§ GOAL OF THE EXERCISE:
Render everything from the line containing "point: jersey collar" down to the end of the records below as a Markdown table with the columns Row and Line. Give each line its own numbered row and leave out blank lines.

§ GIVEN ENTRIES:
## Start

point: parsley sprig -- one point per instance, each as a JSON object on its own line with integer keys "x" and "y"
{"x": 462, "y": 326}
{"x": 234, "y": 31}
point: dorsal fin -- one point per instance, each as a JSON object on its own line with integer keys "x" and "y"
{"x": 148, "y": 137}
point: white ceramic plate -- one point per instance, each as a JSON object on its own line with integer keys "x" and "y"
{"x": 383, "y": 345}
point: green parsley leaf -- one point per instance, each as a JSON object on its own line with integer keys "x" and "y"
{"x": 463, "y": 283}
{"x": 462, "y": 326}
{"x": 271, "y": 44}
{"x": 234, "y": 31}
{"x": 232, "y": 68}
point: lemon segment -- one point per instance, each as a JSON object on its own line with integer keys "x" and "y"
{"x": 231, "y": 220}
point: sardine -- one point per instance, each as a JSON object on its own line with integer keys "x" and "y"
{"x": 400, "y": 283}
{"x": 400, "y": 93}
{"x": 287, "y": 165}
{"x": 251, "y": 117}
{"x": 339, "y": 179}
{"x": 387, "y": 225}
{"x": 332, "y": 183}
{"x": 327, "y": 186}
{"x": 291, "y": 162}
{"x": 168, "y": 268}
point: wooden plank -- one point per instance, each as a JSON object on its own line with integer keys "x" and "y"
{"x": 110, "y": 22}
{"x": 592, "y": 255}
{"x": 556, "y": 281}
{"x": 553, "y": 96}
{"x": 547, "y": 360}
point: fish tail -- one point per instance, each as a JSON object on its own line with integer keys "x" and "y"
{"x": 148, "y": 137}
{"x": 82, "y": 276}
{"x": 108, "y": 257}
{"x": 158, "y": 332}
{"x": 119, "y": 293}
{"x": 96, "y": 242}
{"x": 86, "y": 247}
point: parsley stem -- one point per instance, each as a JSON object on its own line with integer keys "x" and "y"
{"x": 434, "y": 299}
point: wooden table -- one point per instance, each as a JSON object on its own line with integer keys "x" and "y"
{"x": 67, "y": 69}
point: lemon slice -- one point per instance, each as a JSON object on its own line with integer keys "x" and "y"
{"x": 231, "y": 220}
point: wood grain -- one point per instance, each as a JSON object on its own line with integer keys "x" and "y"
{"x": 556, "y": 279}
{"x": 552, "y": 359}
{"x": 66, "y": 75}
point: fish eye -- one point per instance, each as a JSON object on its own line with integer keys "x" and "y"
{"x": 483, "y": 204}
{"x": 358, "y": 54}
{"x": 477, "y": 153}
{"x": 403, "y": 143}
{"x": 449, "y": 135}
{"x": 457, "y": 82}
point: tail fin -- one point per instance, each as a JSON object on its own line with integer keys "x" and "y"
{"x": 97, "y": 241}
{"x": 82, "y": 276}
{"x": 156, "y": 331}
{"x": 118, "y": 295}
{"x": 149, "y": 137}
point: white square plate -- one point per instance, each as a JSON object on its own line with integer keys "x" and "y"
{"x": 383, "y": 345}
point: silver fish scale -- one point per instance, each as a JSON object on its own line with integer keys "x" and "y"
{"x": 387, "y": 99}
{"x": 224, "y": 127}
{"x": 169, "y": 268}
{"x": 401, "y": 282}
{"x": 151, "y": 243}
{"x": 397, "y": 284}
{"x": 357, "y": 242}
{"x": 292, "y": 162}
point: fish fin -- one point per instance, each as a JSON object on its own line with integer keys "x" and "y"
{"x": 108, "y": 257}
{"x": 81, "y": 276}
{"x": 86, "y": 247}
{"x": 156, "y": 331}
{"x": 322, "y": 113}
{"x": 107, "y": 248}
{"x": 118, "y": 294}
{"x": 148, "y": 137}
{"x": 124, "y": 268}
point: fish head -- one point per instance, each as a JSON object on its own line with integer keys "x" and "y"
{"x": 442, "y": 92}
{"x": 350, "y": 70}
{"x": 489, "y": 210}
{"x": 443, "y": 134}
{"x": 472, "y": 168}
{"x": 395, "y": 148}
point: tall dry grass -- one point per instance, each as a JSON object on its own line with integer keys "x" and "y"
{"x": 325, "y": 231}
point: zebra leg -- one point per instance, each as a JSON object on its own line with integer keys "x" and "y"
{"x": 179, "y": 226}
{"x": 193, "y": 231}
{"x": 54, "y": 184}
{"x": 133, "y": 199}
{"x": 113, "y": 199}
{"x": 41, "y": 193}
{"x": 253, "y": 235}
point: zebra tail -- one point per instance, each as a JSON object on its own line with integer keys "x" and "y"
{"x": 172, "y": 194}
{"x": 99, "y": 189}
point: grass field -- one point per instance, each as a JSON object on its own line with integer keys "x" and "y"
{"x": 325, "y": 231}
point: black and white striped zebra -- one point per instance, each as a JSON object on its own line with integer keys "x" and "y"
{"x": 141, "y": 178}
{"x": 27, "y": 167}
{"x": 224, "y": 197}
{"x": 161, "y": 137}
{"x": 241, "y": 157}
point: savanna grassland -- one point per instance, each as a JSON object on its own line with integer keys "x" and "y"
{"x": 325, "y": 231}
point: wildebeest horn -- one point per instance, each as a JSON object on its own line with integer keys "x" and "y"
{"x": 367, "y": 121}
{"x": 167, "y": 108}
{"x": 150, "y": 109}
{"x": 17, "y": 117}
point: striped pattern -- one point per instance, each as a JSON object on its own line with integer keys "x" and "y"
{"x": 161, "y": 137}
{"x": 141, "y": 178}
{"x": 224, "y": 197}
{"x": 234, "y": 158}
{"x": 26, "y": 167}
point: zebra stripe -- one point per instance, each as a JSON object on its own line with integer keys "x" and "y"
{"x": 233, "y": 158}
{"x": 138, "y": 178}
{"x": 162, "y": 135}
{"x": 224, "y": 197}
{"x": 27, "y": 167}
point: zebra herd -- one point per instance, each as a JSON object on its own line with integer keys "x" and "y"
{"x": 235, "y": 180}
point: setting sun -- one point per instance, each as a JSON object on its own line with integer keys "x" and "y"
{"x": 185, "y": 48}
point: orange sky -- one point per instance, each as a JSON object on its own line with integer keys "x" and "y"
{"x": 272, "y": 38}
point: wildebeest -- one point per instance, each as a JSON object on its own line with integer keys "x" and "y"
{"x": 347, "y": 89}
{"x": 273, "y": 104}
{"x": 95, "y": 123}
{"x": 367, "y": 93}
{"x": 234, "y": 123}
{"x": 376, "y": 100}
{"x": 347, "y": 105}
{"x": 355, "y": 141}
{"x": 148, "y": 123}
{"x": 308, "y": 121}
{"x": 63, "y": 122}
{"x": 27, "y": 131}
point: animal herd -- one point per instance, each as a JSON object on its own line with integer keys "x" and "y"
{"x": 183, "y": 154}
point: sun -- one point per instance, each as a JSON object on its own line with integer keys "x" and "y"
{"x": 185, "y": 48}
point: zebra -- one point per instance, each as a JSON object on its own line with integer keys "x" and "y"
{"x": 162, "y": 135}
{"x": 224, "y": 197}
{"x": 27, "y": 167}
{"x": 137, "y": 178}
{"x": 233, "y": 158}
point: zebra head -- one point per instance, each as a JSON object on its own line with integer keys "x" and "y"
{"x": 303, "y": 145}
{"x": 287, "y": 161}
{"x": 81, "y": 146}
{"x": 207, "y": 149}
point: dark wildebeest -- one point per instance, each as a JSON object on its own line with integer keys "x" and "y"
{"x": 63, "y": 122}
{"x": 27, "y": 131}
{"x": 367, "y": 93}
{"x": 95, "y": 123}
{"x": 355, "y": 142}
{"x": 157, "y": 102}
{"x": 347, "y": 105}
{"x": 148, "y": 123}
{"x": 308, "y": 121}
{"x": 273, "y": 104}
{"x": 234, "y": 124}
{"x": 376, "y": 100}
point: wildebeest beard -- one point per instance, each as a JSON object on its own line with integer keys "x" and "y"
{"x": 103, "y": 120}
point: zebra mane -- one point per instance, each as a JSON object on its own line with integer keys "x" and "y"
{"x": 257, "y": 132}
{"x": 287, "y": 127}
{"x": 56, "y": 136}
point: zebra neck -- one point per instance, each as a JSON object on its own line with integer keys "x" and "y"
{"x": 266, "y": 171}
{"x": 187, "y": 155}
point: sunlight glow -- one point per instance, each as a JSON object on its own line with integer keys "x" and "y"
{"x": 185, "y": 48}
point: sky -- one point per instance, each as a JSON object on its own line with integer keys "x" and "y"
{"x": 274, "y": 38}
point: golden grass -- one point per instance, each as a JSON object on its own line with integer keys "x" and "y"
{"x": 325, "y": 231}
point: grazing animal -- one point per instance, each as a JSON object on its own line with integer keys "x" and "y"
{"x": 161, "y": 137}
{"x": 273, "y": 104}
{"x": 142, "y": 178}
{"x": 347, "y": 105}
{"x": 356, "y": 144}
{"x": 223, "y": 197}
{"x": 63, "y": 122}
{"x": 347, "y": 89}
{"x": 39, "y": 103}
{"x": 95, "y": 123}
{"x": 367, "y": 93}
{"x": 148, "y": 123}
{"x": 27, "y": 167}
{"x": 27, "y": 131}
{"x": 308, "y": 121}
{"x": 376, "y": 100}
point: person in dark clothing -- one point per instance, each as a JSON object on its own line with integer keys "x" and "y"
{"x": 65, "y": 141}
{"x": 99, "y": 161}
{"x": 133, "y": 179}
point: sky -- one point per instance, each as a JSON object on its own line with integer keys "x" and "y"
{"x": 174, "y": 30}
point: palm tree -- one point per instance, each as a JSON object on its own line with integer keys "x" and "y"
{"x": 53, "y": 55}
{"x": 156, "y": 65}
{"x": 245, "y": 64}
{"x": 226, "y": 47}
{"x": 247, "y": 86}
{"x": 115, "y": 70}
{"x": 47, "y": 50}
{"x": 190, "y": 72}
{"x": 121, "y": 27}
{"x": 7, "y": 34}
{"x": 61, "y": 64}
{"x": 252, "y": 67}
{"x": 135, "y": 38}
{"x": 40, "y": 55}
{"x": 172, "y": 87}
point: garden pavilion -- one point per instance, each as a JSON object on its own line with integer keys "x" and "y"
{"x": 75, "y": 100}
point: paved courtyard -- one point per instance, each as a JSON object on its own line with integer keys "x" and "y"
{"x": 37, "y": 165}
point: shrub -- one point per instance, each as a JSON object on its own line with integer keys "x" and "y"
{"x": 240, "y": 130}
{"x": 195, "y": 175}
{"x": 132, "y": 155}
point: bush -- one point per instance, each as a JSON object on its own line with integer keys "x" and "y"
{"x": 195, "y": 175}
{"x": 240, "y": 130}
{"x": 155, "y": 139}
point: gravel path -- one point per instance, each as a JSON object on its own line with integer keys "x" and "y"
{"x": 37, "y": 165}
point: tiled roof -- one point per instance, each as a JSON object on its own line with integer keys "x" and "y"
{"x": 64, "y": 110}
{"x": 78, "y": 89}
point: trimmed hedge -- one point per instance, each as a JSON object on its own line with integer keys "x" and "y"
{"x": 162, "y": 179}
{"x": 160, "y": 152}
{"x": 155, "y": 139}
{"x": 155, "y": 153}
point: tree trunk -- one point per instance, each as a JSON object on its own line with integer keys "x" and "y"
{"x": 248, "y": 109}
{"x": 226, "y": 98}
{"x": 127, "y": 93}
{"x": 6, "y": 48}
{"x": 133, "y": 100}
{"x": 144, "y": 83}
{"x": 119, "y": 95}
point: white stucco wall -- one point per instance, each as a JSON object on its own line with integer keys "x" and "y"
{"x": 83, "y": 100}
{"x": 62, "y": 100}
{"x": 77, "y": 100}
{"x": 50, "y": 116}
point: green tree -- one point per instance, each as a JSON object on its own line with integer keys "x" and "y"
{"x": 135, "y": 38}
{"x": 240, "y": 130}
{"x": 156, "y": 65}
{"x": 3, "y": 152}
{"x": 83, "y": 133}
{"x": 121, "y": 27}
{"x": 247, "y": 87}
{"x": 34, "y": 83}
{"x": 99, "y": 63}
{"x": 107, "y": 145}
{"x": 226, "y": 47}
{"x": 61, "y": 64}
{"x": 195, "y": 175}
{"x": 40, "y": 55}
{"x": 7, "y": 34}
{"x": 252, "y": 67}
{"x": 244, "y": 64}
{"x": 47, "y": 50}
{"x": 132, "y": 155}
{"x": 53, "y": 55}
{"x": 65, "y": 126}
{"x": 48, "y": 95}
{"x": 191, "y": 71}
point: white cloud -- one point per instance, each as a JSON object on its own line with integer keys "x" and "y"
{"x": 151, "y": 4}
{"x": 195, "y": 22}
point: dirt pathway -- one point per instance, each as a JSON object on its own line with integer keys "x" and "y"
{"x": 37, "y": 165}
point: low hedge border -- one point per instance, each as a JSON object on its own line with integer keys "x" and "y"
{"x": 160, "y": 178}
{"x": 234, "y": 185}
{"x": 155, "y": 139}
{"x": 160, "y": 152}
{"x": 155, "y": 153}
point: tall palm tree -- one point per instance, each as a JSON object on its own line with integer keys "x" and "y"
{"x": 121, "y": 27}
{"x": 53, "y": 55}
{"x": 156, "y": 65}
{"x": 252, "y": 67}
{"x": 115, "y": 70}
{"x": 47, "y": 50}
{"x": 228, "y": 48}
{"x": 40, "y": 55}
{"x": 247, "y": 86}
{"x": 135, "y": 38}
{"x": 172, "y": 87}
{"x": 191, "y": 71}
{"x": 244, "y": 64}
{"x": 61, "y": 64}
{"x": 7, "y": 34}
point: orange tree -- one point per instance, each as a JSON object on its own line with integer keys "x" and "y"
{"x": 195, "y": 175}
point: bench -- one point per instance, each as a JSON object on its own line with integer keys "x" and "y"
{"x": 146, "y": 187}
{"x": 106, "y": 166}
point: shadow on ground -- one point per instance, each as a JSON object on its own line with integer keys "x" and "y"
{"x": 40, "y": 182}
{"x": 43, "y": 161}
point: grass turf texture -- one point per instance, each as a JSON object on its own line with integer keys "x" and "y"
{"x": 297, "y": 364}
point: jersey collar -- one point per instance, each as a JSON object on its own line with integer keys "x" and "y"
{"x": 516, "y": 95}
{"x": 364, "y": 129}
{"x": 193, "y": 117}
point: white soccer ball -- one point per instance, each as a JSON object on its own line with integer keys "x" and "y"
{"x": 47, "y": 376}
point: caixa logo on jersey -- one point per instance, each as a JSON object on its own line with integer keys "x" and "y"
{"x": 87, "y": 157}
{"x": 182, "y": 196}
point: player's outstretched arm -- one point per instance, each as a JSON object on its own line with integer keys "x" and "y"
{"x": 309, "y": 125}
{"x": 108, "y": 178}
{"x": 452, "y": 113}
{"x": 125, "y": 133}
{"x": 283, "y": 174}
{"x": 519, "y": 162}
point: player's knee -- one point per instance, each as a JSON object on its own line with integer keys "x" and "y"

## End

§ TASK RESULT:
| Row | Line |
|---|---|
| 1 | point: jersey collar -- one point per instance, each as a JSON object on its own line with integer keys "x" and "y" |
| 2 | {"x": 516, "y": 95} |
| 3 | {"x": 364, "y": 129} |
| 4 | {"x": 193, "y": 117} |
| 5 | point: white soccer ball -- one point per instance, each as a JSON object on its own line with integer keys "x" and "y" |
| 6 | {"x": 47, "y": 376} |
| 7 | point: caixa logo on jersey -- one point per instance, each as a JSON object on its own line with integer keys "x" and "y" |
| 8 | {"x": 87, "y": 157} |
| 9 | {"x": 182, "y": 196} |
| 10 | point: player's outstretched arm -- one point per instance, each as a JSON object on its own line with integer keys "x" and "y" |
| 11 | {"x": 309, "y": 125} |
| 12 | {"x": 108, "y": 178} |
| 13 | {"x": 452, "y": 113} |
| 14 | {"x": 125, "y": 133} |
| 15 | {"x": 283, "y": 174} |
| 16 | {"x": 519, "y": 162} |
| 17 | point: player's knee -- one point per instance, each as a JSON object on its own line with integer keys "x" and "y" |